Selected excerpt
# # # # # # #

El final del paraíso is an American telenovela produced by Telemundo Global Studios and Fox Telecolombia for Telemundo that premiered on 13 August 2019 on Telemundo, and ended on 9 December 2019. This series is produced in Colombia and Las Vegas and it was announced as a spin-off of the franchise Sin senos sí hay paraíso created by Gustavo Bolívar. Carmen Villalobos, Fabián Ríos, Catherine Siachoque, Gregorio Pernía reprise their roles from previous series and also has the participation of Kimberly Reyes, who replaced Majida Issa in the character of La Diabla.

Unlike its original broadcast, Netflix released the series with a total of 90 episodes, and with a totally different ending to the one broadcast by Telemundo. Thus leaving an open ending to produce a new season, a fact that Telemundo did not confirm.

Plot 
Two years later, Catalina, la grande (Carmen Villalobos) assumes her new duties and responsibilities as the new director of the DEA in Colombia, her daughter Mariana (Stephania Duque), El Titi (Gregorio Pernía) and Dayana (Elianis Garrido) they have associated with Yésica Beltrán (Kimberly Reyes), their worst enemy, whose ambitions are increasingly dangerous. This time it was devastating to return with a formidable weapon since La Diabla has a new face thanks to a total face transplant. This finally manages to infiltrate the organization of the DEA precisely with the help of Mano Negra (Juan Pablo Gamboa). Without knowing it, Catalina Santana works hand-in-hand with Yésica but who presents herself under a new identity, that of Valeria Montes with the aim of slowly destroying her to end the growing rivalry that has existed between them for three decades.

Meanwhile, Catalina, la grande will have to fight against the world of drug trafficking and a new cartel of criminals who threaten to flood the country with a new synthetic drug that will trigger a war between good and evil that will put Catalina's world to the test and of all those around her, like her friends Paola (Alejandra Pinzón) and Vanessa (Estefanía Gómez), recruited from the DEA. In addition, Catalina, la grande will be cornered by Zoraya Fuentes (Eileen Roca), who became Ingrid Román regarding her husband Santiago (Roberto Manrique), who is unjustly in jail because of Zoraya.

# # # # # # #

Data excerpts
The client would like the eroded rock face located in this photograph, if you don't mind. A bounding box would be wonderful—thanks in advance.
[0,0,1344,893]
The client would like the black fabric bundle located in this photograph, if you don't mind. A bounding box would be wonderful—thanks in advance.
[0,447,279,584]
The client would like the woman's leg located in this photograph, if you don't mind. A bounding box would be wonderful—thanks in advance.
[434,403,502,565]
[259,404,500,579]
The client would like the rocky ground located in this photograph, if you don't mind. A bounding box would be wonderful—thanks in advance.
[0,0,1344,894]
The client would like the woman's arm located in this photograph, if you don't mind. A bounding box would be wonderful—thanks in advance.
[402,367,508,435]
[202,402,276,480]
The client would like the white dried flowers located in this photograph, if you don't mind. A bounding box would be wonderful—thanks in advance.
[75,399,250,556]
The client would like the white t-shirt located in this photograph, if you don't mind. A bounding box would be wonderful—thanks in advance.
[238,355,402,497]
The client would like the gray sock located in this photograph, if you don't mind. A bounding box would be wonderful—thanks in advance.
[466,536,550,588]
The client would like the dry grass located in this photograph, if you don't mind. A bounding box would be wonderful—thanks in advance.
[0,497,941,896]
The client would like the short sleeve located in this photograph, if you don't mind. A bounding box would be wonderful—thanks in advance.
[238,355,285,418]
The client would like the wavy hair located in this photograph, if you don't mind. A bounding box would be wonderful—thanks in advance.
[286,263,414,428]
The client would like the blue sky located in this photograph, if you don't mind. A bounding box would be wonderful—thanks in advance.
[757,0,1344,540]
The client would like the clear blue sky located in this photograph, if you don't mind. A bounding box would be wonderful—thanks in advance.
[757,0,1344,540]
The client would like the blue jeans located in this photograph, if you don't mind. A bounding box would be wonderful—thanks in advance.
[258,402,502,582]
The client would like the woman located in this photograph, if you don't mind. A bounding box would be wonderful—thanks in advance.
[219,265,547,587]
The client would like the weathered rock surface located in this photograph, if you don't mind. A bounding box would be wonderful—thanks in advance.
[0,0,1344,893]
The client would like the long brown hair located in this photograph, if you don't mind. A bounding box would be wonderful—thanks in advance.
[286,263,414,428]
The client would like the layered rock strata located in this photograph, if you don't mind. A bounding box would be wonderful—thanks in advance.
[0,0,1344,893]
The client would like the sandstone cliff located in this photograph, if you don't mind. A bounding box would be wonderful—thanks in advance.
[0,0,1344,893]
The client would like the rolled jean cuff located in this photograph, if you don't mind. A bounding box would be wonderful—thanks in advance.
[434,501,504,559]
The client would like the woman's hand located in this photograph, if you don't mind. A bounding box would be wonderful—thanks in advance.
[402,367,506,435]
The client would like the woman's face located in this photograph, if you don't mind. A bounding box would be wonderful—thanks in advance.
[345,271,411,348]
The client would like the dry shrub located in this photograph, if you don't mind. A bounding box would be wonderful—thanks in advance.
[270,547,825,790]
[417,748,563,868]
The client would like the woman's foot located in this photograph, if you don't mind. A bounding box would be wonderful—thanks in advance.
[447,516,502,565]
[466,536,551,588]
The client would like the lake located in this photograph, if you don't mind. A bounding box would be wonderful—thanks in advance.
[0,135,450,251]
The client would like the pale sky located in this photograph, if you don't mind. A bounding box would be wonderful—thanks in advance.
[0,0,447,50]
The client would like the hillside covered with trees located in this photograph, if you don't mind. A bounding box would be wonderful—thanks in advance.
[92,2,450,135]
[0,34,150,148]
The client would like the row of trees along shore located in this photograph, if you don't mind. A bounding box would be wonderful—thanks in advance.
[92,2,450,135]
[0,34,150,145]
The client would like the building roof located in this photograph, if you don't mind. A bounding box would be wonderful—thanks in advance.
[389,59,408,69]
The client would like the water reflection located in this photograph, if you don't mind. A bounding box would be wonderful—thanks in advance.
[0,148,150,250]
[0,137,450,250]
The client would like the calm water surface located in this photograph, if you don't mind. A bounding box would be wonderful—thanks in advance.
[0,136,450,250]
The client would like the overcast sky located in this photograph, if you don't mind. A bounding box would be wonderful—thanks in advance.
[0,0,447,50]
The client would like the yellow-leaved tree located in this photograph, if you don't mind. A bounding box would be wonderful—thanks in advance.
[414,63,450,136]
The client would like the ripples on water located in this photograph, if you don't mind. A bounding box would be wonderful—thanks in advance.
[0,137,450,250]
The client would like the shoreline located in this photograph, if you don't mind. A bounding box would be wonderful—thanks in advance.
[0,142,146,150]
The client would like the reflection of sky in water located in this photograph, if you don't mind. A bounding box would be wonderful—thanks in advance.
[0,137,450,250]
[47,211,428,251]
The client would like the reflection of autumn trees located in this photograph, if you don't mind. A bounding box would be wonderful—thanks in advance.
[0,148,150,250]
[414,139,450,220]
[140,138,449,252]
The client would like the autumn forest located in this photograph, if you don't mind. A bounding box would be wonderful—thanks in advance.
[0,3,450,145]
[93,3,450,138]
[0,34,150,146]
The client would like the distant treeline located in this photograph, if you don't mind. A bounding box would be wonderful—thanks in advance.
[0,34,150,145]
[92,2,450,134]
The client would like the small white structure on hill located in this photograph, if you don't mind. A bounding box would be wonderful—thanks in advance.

# # # # # # #

Directive
Please name the actress who took over the role of La Diabla from Majida Issa, according to the text on El final del paraíso.

In response
Kimberly Reyes